TASK DETAILS — Your task is to give the number of lines below that contain "stack". Give no other text.

DATA FOR THIS EXERCISE —
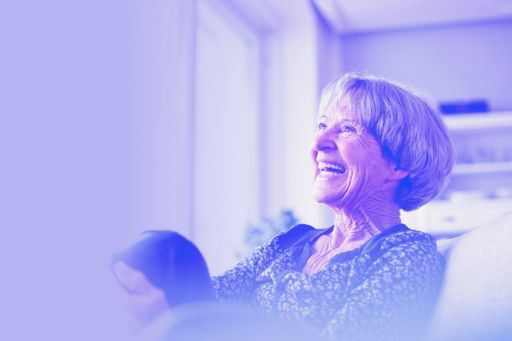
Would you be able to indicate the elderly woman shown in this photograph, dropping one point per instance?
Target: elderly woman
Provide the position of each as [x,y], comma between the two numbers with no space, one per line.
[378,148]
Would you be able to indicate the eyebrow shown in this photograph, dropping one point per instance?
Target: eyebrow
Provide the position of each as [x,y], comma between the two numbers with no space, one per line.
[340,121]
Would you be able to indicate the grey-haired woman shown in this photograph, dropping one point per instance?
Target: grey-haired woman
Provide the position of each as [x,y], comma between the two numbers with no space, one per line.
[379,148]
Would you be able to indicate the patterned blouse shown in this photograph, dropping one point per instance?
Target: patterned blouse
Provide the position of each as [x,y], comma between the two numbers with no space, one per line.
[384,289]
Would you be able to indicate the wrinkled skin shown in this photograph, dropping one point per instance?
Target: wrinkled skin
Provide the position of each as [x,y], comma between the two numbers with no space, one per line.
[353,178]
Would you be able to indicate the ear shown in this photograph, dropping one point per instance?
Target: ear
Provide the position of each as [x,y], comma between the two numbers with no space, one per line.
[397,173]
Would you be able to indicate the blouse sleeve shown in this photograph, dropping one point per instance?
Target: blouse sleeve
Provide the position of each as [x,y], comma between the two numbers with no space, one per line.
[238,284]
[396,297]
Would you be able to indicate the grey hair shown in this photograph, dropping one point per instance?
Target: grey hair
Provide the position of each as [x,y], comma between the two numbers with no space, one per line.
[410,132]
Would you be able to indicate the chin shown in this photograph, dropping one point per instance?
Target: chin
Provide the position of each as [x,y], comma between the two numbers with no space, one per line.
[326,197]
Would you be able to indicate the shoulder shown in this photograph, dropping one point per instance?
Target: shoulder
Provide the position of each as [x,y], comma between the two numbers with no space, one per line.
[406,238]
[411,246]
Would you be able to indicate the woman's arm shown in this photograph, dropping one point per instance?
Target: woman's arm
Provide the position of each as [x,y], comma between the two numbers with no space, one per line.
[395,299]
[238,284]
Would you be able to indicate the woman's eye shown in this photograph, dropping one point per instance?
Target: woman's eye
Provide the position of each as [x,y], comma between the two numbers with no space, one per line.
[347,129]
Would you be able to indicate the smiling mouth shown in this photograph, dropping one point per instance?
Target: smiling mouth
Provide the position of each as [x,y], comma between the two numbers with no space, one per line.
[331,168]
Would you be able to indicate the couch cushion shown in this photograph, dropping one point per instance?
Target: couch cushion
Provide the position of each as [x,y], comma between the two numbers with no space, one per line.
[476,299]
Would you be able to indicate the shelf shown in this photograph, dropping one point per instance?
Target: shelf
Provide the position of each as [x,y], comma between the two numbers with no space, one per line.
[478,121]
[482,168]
...
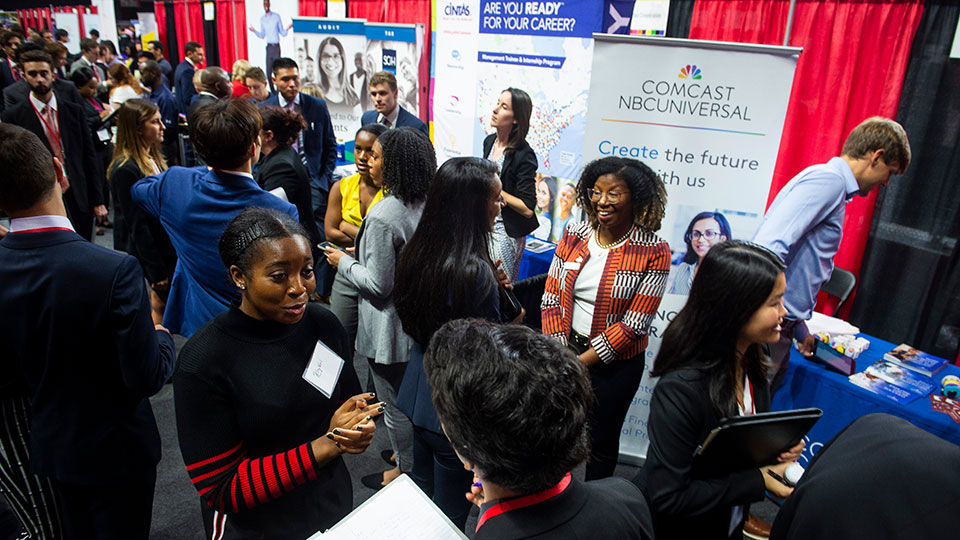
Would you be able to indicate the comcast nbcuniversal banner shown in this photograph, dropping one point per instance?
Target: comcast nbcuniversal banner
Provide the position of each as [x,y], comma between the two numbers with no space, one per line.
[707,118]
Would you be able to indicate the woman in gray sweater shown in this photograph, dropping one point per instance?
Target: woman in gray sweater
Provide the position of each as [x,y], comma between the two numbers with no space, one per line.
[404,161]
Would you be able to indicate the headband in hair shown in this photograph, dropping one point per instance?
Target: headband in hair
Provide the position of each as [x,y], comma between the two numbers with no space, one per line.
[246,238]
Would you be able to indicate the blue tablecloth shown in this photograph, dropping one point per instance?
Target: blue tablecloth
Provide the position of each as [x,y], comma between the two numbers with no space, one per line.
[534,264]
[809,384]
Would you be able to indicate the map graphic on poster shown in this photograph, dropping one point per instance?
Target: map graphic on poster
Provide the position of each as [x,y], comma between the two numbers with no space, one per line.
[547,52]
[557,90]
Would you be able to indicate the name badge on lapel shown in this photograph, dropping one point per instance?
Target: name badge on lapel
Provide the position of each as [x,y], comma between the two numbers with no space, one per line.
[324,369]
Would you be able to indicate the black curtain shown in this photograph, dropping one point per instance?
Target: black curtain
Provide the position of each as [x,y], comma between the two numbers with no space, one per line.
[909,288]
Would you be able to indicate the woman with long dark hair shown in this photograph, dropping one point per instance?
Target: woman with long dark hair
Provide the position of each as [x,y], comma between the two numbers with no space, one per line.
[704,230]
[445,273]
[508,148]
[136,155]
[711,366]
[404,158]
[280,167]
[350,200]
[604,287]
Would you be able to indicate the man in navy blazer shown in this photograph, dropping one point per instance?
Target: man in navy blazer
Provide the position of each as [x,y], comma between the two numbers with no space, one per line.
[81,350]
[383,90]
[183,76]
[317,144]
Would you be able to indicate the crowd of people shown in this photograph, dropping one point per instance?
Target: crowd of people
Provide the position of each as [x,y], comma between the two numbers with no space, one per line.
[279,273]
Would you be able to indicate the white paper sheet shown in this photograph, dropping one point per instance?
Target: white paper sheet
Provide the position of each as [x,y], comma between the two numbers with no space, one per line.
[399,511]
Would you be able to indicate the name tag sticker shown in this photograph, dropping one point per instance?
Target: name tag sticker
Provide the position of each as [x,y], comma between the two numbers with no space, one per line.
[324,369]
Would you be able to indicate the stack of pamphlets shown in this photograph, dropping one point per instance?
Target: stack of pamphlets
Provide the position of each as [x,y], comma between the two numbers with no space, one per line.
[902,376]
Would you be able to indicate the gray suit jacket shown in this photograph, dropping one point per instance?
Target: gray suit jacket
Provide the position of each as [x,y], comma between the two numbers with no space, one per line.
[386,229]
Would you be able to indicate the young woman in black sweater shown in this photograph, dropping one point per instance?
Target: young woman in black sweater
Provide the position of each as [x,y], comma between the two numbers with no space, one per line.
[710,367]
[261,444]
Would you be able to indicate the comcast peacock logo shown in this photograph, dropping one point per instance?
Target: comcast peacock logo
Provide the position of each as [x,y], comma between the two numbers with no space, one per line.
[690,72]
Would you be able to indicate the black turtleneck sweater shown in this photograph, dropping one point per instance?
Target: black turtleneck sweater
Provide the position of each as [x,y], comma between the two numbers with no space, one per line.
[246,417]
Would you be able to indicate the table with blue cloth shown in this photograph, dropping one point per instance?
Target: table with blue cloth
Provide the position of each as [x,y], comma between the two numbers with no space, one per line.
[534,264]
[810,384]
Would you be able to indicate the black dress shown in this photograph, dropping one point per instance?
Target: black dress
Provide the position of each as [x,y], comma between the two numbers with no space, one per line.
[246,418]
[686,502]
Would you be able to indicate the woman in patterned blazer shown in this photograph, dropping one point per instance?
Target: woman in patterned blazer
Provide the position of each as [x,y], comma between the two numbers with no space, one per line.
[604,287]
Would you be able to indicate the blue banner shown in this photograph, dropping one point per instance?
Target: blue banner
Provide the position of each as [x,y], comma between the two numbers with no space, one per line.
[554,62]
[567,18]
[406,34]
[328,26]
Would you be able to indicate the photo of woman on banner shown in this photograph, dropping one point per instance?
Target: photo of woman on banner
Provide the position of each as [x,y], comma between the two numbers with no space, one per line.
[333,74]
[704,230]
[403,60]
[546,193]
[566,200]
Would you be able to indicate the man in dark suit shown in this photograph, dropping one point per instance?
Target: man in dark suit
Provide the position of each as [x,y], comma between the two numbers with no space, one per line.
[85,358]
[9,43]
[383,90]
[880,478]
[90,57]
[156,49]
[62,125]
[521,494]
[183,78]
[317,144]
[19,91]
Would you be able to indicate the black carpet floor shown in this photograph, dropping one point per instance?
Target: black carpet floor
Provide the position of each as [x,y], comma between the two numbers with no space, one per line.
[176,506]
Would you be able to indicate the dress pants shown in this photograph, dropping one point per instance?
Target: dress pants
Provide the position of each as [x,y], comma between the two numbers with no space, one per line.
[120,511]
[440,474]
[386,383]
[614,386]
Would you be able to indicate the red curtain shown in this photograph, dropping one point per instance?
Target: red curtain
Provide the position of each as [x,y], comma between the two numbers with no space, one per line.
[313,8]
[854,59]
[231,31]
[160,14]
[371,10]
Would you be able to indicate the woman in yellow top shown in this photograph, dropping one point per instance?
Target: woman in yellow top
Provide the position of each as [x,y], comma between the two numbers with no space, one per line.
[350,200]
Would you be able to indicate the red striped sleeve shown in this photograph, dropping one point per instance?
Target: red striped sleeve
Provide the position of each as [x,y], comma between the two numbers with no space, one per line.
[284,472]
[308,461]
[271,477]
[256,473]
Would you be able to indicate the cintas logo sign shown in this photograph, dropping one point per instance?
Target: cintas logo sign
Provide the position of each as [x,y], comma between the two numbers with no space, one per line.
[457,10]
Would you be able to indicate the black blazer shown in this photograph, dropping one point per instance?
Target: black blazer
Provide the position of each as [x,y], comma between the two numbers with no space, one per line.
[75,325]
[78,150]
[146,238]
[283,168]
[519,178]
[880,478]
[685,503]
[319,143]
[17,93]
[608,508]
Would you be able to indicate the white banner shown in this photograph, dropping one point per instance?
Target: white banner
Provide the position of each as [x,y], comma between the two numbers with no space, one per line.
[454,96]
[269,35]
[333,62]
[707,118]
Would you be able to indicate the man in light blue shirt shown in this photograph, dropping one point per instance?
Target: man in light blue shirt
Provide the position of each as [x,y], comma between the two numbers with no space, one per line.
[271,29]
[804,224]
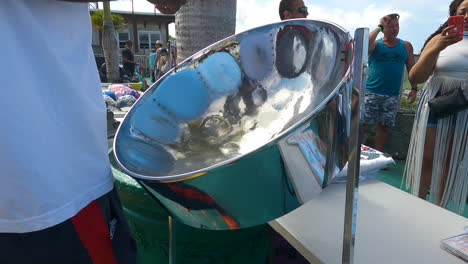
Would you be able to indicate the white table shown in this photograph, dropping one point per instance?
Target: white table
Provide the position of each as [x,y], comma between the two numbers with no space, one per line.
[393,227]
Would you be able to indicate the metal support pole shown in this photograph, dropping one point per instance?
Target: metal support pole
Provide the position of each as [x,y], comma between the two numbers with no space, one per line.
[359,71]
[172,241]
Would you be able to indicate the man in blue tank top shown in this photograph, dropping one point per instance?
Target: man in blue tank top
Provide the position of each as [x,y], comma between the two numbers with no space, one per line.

SOLUTION BELOW — 2